Problem to work on: Please rewrite everything from the line containing "TARGET: long snow drift" down to the end of the rows, both ends included and requests kept, multiplying each point coordinate by 2.35 and rounding to whole numbers with halves going up. Leave the pictures out of your answer.
--- start of Entries ---
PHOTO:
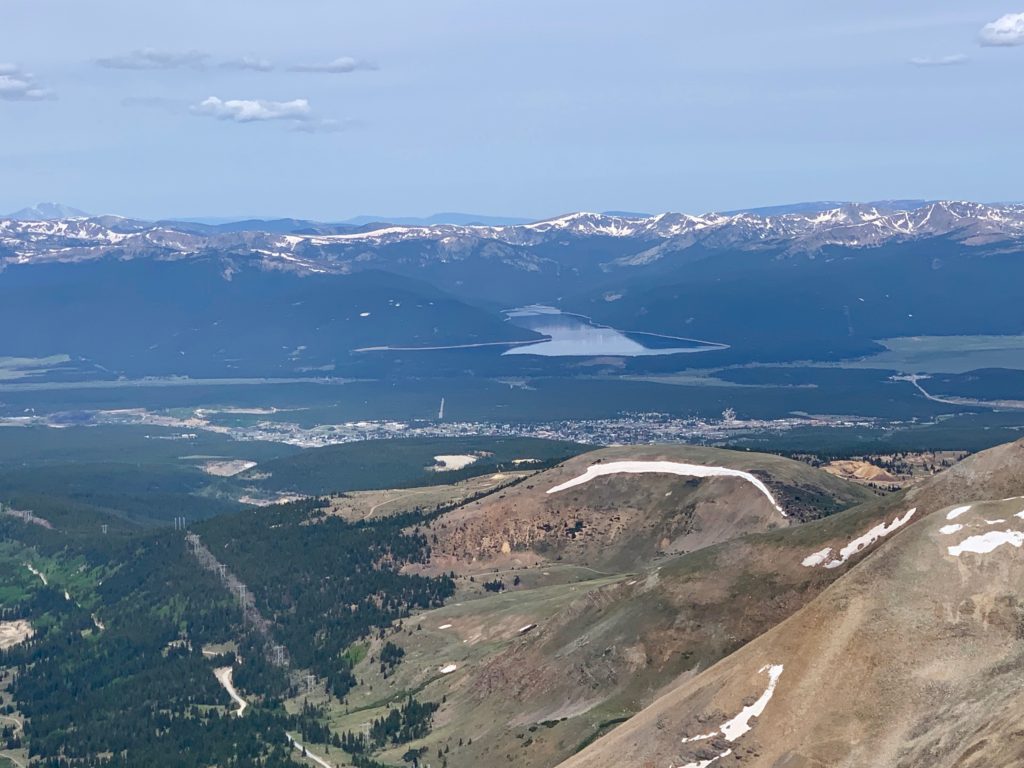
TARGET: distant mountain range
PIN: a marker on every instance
(801, 284)
(306, 246)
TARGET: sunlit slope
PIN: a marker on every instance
(911, 657)
(623, 507)
(571, 651)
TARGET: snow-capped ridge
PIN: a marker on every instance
(849, 225)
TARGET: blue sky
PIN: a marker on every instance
(326, 109)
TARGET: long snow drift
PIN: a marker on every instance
(735, 727)
(670, 468)
(824, 557)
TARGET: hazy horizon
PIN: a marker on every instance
(521, 111)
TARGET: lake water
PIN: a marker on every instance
(577, 336)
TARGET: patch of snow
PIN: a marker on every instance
(737, 726)
(223, 675)
(985, 543)
(817, 558)
(42, 577)
(858, 544)
(706, 763)
(663, 467)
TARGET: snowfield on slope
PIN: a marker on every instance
(223, 675)
(860, 543)
(663, 467)
(737, 726)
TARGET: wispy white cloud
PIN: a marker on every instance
(325, 125)
(1008, 30)
(340, 66)
(254, 64)
(152, 58)
(252, 111)
(950, 60)
(18, 85)
(154, 102)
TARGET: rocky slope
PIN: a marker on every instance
(911, 657)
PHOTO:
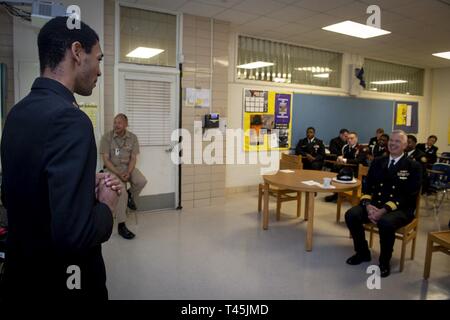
--- end of Entries ---
Reply:
TARGET: long snow drift
PIN: a marker on every instance
(1727, 1708)
(1575, 1100)
(1936, 1309)
TARGET: hazy horizon
PIN: a marker on every instance
(1224, 261)
TARGET: lake water
PIN: a marker on every instance
(1356, 790)
TARGET: patch of snow
PIN: a marker on every instance
(1732, 1706)
(524, 1586)
(2315, 1276)
(1920, 1311)
(99, 1356)
(2016, 1278)
(1659, 1793)
(1558, 1097)
TARGET: snowfield on slope
PIN: a marker on every instance
(524, 1586)
(2021, 1276)
(1558, 1097)
(1732, 1706)
TARGET: wispy white cloud
PIN: a marker on every instance
(764, 294)
(2369, 71)
(799, 155)
(597, 150)
(357, 136)
(592, 261)
(2233, 141)
(42, 200)
(362, 240)
TARGET: rocky slope
PIN: a marker on every instance
(2141, 1544)
PHOTO:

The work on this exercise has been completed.